EXERCISE:
Can you reproduce the article on the Rockets' season restart word for word, in its entirety?

PROVIDED TEXT:
-- Opening Marker --

The Houston Rockets will resume the 2019-20 NBA season with title aspirations. Despite an up-and-down regular season, Houston’s ceiling is extremely high thanks to the presence of two former league MVPs — James Harden and Russell Westbrook — on the roster. The Rockets are capable of beating any team in the league on any given night. For them, consistency will be key in Orlando.
Like all of the other teams from across the league’s landscape, the Rockets will enter the restart of the season facing their fair share of uncertainty. With that said, here’s a look at the biggest questions facing Houston when the season resumes after nearly five months of no basketball.
Where will the Rockets sit in the standings heading into the postseason?
The Rockets could realistically finish anywhere from second to seventh in the West depending on how they perform during their eight seeding games. While where they finish won’t matter in terms of homecourt advantage, it will obviously matter a lot in terms of their playoff path. If they stay in the sixth spot or fall to seventh, they could end up facing the Clippers or Nuggets in the first round; neither would be an ideal opening round opponent. However, if they’re able to move up to third or fourth in the standings they could set up a more manageable first round matchup against the likes of the Thunder or the Jazz. While the seeding games are a formality for some squads that already have their postseason position locked up, that’s certainly not the case for Houston.
How healthy will Russell Westbrook be?
The Rockets arrived in Orlando shorthanded, as All-Star guard Russell Westbrook announced that he had tested positive for COVID-19 prior to Houston’s departure for the NBA bubble. As a result of the positive diagnosis, Westbrook was unable to travel with his team.
“I tested positive for COVID-19 prior to my team’s departure to Orlando,” Westbrook said in a statement released via social media. “I’m currently feeling well, quarantined, and looking forward to rejoining my teammates when I am cleared. Thank you all for the well wishes and continued support. Please take this virus seriously. Be safe. Mask up!”

-- Closing Marker --

EXTRACTED MATERIAL:
-- Opening Marker --

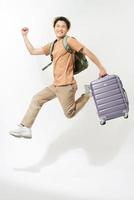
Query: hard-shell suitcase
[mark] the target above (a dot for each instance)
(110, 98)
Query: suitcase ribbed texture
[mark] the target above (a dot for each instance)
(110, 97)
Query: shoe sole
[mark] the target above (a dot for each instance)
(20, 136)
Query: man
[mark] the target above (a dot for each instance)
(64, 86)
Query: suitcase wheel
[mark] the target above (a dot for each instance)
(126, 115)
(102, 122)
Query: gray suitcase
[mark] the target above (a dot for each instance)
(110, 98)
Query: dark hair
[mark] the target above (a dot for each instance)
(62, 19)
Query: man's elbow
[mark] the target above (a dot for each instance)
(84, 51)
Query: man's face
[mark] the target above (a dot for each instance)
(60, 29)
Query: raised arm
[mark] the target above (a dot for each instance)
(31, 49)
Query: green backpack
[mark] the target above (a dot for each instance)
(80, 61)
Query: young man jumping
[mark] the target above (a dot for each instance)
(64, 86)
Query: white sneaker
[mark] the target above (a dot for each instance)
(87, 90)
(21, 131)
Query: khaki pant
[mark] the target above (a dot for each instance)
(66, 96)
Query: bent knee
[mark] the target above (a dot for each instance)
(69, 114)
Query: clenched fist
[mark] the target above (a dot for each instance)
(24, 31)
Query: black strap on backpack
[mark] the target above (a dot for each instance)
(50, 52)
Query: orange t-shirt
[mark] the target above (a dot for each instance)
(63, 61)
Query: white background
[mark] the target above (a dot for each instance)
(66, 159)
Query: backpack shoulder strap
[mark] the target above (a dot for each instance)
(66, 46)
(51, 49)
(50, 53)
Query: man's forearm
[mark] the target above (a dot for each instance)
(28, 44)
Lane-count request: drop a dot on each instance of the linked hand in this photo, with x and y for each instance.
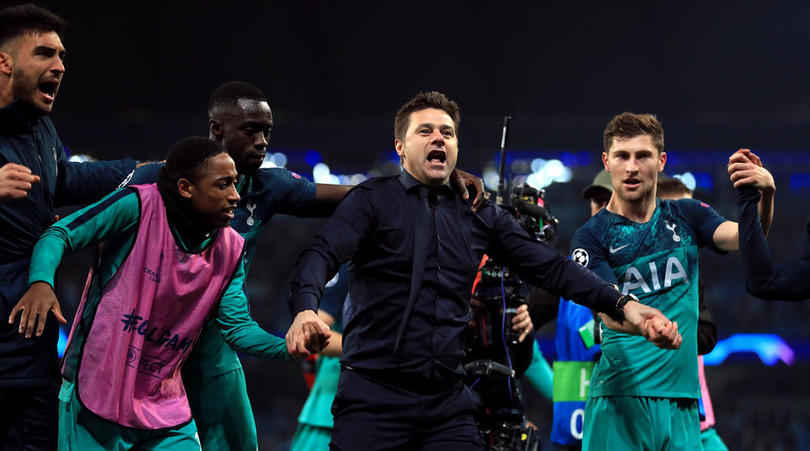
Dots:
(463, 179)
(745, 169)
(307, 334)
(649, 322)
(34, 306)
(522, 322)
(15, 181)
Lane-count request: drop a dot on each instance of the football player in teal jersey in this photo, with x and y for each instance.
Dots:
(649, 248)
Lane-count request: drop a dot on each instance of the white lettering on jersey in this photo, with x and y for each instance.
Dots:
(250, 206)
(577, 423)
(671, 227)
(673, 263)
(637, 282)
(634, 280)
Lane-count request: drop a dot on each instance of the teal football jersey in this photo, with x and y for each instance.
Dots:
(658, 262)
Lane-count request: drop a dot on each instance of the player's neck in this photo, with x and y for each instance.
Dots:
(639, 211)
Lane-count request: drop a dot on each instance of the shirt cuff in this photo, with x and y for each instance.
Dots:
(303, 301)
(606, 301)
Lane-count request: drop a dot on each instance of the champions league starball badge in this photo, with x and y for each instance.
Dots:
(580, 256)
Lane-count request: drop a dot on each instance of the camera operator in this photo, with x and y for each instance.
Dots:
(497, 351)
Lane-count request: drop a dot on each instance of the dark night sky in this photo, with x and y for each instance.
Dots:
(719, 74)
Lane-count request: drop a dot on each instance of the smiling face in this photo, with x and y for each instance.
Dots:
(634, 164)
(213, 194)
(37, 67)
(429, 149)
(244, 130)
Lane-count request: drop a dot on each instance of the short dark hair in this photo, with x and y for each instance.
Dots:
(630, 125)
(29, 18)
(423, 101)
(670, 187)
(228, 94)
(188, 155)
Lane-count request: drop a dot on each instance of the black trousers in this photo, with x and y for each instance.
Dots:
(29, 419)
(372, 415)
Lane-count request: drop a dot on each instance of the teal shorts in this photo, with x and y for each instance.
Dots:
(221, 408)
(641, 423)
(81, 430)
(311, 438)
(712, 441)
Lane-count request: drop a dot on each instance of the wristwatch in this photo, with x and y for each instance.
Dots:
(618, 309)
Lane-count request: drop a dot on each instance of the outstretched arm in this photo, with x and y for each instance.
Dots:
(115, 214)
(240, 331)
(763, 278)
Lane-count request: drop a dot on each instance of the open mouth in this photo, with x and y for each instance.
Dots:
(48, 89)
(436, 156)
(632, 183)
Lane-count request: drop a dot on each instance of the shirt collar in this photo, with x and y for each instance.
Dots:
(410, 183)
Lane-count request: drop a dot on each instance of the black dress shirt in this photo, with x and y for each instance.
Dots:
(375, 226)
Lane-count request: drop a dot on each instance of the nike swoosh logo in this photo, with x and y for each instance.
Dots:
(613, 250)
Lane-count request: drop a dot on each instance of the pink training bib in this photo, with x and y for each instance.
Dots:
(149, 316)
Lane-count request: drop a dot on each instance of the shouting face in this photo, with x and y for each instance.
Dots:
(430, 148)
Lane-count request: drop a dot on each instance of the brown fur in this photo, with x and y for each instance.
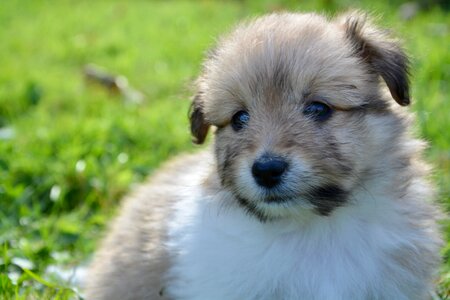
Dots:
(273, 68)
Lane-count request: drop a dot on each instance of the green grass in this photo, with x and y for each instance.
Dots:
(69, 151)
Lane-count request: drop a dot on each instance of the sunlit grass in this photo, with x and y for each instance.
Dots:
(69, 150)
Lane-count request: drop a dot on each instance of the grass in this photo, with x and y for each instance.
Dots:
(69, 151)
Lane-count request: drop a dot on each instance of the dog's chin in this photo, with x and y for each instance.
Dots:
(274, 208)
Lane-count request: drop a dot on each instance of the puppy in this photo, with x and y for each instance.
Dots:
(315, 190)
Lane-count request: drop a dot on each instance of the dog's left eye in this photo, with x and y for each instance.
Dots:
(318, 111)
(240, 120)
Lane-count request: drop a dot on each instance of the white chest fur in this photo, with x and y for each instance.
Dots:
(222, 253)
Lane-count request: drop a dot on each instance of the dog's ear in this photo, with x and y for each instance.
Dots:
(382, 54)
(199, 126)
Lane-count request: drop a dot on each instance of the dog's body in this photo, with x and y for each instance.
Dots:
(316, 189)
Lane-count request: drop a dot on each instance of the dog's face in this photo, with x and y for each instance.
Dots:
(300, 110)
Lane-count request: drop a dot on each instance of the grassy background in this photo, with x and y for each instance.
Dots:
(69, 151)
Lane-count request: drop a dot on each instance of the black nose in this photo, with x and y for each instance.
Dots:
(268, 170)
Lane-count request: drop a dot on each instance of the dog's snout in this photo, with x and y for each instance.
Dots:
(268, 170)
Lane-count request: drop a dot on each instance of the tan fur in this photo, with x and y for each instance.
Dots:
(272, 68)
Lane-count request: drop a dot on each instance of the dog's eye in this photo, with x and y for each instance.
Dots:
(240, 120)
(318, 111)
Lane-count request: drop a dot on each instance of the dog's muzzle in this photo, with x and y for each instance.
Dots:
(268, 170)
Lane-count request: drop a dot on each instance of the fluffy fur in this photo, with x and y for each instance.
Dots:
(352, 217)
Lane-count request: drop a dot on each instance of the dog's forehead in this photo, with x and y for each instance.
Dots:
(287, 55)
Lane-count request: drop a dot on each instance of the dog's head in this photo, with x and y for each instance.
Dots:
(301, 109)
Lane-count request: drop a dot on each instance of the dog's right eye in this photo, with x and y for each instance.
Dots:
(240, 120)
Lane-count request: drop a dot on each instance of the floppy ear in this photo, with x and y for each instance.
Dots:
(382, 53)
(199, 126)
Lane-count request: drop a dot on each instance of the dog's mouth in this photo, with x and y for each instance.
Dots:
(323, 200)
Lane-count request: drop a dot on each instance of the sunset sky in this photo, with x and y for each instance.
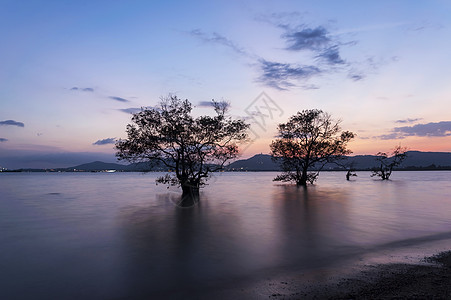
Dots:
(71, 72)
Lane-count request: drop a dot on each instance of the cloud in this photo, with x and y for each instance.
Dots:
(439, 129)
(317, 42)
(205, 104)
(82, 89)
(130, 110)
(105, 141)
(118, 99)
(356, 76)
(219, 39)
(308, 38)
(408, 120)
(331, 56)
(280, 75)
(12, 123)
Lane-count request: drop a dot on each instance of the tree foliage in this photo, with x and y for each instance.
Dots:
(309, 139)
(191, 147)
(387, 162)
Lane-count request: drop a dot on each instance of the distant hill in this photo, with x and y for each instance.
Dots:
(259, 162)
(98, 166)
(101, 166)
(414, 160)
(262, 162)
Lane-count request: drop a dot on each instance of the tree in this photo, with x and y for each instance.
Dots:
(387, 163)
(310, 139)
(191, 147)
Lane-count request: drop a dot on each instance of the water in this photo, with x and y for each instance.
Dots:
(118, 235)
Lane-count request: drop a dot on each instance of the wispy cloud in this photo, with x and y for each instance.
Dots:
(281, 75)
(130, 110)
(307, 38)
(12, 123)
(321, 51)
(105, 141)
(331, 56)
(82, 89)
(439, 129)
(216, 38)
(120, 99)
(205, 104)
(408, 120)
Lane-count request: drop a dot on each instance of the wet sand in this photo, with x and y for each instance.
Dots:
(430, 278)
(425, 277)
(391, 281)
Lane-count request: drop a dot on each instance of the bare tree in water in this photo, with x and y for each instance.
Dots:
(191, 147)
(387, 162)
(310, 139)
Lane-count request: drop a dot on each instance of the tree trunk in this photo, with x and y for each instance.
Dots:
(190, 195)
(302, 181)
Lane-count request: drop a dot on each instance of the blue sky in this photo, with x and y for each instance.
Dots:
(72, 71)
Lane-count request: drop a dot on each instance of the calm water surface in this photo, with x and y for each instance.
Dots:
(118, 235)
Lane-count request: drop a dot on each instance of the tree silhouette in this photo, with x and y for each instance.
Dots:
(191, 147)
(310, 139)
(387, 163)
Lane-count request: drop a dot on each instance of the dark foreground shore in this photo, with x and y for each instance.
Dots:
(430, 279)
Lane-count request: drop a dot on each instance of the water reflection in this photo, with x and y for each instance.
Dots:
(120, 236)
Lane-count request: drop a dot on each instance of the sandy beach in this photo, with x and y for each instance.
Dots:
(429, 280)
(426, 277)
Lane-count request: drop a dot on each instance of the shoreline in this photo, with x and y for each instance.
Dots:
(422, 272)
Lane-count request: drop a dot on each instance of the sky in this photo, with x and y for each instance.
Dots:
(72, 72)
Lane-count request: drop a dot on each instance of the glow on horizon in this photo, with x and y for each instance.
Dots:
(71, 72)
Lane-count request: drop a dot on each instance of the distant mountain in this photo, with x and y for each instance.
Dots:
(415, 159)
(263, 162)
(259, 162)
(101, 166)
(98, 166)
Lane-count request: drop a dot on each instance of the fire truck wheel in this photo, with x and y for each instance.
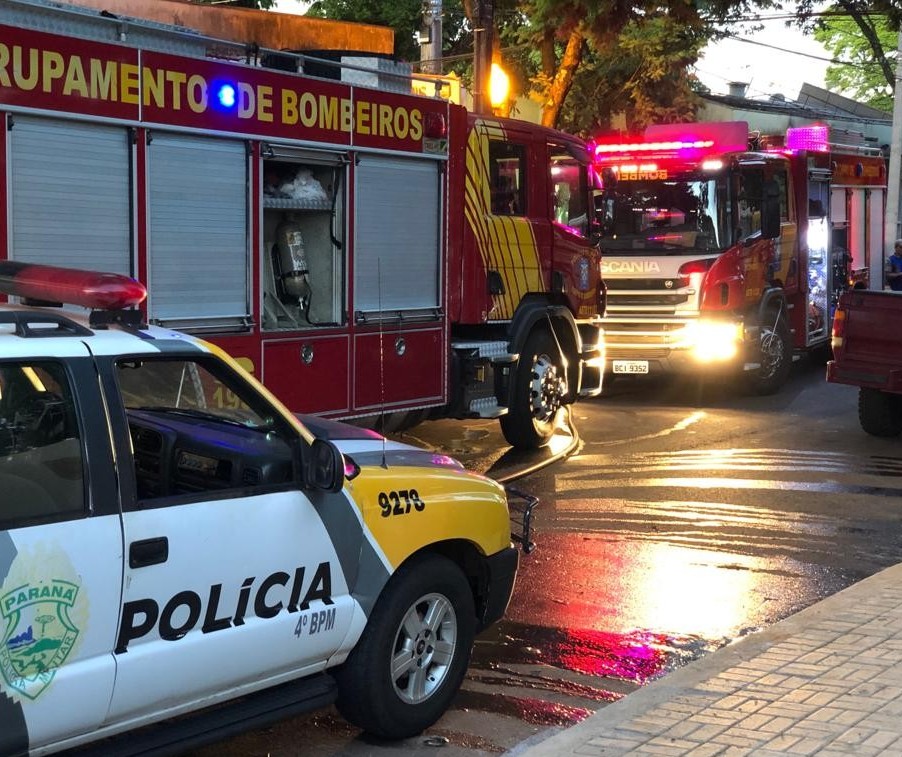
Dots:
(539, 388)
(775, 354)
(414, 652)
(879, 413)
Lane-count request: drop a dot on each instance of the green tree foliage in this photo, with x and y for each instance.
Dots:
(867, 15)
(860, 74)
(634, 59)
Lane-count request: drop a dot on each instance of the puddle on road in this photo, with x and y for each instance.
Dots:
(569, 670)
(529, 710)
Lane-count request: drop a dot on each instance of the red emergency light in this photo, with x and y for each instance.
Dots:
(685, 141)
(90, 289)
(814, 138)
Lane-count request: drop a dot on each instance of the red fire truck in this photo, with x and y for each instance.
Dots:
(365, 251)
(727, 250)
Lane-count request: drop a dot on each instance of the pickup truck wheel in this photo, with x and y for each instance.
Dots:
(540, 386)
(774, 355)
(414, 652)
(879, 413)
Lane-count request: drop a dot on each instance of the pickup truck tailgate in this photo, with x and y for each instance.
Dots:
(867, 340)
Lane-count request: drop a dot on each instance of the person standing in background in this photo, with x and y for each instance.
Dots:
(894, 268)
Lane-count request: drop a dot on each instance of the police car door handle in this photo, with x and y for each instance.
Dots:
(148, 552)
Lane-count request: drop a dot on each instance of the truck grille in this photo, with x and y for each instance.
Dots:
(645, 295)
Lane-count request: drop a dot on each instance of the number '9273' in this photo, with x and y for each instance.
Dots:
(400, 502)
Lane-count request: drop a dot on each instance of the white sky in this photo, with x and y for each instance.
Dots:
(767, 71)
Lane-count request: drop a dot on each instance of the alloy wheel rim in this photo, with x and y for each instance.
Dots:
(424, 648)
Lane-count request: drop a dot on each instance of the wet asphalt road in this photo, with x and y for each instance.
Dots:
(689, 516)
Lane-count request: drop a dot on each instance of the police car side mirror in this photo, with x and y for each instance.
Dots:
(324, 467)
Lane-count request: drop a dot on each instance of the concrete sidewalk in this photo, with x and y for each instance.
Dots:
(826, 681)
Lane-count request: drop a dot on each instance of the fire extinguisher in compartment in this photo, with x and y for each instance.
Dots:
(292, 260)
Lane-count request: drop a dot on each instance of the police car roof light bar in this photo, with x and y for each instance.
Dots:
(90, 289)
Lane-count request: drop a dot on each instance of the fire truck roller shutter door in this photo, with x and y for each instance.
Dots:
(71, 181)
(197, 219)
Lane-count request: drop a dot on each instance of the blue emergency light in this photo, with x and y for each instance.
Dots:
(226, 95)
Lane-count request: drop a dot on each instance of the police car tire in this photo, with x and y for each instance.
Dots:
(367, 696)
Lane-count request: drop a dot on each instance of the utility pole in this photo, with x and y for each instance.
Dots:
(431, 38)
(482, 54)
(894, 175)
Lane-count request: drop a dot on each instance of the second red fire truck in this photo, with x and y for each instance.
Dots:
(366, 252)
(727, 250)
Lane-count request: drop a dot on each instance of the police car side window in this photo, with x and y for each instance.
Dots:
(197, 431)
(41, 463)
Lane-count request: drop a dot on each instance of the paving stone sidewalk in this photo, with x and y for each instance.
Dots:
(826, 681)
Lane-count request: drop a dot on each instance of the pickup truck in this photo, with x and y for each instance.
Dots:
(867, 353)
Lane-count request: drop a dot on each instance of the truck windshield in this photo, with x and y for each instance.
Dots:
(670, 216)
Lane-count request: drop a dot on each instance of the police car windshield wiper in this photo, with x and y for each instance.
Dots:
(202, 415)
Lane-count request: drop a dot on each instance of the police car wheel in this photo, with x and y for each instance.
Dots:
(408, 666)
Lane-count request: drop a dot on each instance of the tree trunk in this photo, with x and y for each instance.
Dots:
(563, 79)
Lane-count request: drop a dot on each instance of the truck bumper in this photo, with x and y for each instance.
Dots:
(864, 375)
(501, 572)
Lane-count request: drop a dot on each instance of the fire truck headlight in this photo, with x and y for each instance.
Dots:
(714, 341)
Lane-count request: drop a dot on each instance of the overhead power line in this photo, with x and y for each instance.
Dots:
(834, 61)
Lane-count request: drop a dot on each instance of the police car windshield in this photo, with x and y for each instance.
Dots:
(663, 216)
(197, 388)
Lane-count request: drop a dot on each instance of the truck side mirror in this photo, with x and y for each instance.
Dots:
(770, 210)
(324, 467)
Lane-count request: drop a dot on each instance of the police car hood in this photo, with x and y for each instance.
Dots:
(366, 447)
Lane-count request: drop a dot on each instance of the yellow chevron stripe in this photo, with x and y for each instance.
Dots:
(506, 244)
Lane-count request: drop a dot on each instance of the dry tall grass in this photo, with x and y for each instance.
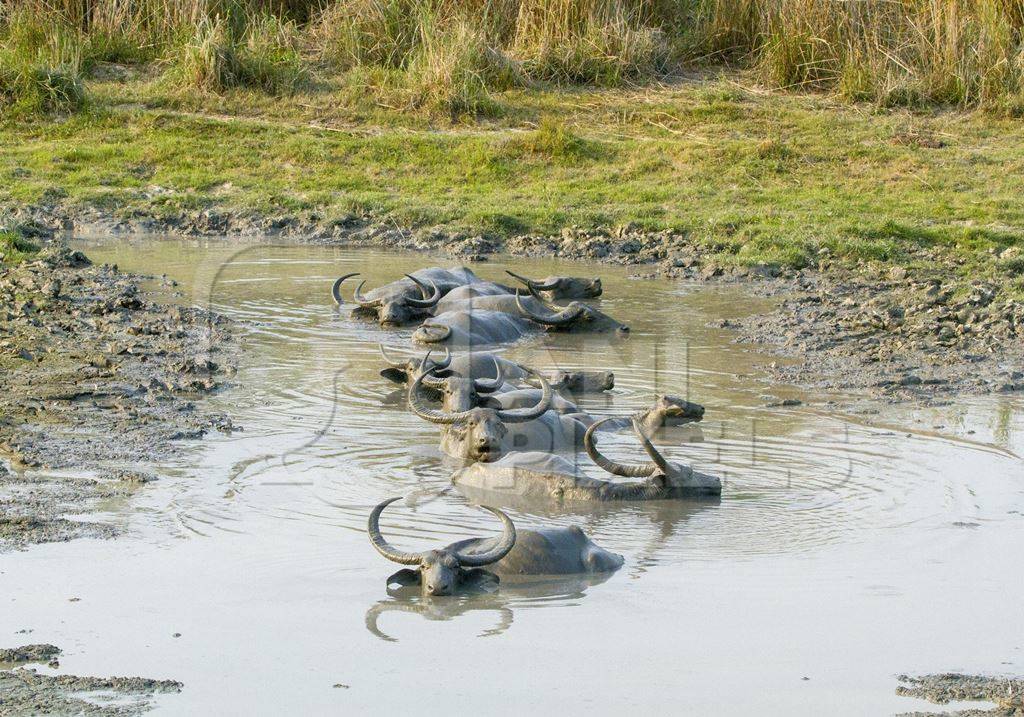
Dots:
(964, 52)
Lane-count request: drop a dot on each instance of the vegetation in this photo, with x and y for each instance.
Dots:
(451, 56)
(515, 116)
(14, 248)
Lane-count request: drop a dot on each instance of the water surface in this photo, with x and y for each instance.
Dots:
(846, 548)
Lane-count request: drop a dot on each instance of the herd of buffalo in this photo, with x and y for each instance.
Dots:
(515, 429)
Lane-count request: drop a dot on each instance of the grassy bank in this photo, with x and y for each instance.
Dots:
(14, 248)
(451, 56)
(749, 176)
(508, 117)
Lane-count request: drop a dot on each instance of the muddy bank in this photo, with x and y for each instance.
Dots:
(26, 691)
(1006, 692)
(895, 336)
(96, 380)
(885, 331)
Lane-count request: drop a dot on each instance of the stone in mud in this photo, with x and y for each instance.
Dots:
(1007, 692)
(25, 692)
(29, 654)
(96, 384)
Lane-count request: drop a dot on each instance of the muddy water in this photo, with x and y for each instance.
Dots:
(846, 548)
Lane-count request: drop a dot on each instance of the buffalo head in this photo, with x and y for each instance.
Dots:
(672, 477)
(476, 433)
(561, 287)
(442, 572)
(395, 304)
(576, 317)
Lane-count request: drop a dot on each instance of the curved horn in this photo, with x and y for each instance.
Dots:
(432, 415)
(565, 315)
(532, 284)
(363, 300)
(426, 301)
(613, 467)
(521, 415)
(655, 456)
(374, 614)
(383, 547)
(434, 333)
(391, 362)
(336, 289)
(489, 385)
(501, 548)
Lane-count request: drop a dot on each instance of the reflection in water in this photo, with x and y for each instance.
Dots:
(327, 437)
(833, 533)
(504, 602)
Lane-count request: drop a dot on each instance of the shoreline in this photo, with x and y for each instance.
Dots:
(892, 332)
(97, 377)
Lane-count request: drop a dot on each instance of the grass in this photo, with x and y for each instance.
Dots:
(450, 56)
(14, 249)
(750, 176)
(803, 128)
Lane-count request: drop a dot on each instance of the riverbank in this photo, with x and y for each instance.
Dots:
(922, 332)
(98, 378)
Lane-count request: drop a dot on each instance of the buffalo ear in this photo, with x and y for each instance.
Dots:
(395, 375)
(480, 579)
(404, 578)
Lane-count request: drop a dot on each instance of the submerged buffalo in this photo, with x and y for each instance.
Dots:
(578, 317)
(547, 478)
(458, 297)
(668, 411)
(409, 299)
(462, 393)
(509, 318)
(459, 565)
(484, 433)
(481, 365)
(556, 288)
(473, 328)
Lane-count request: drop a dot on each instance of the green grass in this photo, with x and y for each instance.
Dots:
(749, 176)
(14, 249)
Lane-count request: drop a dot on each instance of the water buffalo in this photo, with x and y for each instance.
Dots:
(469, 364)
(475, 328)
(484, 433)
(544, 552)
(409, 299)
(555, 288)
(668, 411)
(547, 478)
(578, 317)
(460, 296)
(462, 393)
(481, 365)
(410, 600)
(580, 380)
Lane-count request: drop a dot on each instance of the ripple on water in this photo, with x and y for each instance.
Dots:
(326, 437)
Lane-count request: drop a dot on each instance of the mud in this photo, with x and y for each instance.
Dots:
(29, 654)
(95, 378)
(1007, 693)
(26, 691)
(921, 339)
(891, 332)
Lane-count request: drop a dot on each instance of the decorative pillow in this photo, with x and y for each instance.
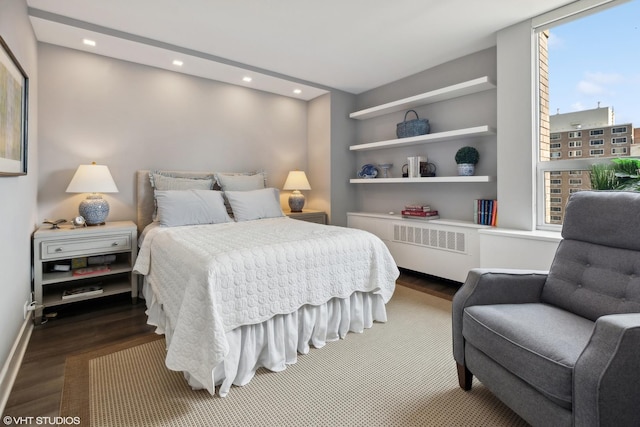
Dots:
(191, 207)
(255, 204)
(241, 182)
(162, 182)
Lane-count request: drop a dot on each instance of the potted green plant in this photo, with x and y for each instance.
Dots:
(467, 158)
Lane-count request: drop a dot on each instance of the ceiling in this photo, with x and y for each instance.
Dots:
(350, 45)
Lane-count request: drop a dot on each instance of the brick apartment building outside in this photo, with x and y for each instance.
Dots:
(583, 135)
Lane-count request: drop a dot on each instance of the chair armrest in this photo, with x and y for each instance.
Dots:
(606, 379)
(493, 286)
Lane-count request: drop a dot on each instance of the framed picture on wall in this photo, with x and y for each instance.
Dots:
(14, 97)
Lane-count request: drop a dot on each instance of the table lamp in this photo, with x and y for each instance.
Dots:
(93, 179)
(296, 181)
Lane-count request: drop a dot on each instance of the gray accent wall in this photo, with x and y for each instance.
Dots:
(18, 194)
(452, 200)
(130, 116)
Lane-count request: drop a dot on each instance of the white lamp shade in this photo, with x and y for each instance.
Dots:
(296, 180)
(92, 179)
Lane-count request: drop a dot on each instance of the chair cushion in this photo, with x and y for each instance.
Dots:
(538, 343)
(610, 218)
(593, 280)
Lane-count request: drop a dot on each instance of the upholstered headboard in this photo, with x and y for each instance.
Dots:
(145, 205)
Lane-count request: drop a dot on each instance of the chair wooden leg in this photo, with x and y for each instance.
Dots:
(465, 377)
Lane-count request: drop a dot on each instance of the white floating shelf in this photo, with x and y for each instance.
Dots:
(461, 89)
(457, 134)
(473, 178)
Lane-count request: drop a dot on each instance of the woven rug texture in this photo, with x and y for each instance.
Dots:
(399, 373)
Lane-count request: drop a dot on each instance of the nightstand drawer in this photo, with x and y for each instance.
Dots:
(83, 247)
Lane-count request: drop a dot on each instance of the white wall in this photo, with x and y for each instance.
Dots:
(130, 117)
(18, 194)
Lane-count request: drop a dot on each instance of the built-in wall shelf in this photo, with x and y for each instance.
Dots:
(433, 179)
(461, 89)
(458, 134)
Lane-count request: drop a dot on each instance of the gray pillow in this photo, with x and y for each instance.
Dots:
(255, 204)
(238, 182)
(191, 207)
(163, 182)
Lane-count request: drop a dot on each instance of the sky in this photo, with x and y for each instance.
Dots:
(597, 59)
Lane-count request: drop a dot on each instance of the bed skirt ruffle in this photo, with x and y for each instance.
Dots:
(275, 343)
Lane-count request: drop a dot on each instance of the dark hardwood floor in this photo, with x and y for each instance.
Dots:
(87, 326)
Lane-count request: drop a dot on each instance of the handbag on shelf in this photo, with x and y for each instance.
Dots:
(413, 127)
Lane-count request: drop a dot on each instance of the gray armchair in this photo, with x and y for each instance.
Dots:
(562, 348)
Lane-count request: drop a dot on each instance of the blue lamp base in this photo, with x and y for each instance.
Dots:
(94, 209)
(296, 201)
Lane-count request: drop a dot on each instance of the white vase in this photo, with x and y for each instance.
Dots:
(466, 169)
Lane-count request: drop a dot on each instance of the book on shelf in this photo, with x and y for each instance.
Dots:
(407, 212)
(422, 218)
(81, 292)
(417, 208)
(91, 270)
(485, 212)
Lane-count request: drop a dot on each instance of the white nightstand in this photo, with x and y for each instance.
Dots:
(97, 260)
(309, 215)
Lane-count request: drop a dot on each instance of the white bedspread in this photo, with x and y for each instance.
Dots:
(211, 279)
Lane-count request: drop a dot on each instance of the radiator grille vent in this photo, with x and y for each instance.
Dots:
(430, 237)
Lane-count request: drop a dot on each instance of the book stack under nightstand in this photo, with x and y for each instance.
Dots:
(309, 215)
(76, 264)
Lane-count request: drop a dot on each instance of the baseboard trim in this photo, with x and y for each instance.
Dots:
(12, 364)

-- Closing Marker --

EXERCISE SOLUTION:
The Houston Rockets will resume the 2019-20 NBA season with title aspirations. Despite an up-and-down regular season, Houston’s ceiling is extremely high thanks to the presence of two former league MVPs — James Harden and Russell Westbrook — on the roster. The Rockets are capable of beating any team in the league on any given night. For them, consistency will be key in Orlando.
Like all of the other teams from across the league’s landscape, the Rockets will enter the restart of the season facing their fair share of uncertainty. With that said, here’s a look at the biggest questions facing Houston when the season resumes after nearly five months of no basketball.
Where will the Rockets sit in the standings heading into the postseason?
The Rockets could realistically finish anywhere from second to seventh in the West depending on how they perform during their eight seeding games. While where they finish won’t matter in terms of homecourt advantage, it will obviously matter a lot in terms of their playoff path. If they stay in the sixth spot or fall to seventh, they could end up facing the Clippers or Nuggets in the first round; neither would be an ideal opening round opponent. However, if they’re able to move up to third or fourth in the standings they could set up a more manageable first round matchup against the likes of the Thunder or the Jazz. While the seeding games are a formality for some squads that already have their postseason position locked up, that’s certainly not the case for Houston.
How healthy will Russell Westbrook be?
The Rockets arrived in Orlando shorthanded, as All-Star guard Russell Westbrook announced that he had tested positive for COVID-19 prior to Houston’s departure for the NBA bubble. As a result of the positive diagnosis, Westbrook was unable to travel with his team.
“I tested positive for COVID-19 prior to my team’s departure to Orlando,” Westbrook said in a statement released via social media. “I’m currently feeling well, quarantined, and looking forward to rejoining my teammates when I am cleared. Thank you all for the well wishes and continued support. Please take this virus seriously. Be safe. Mask up!”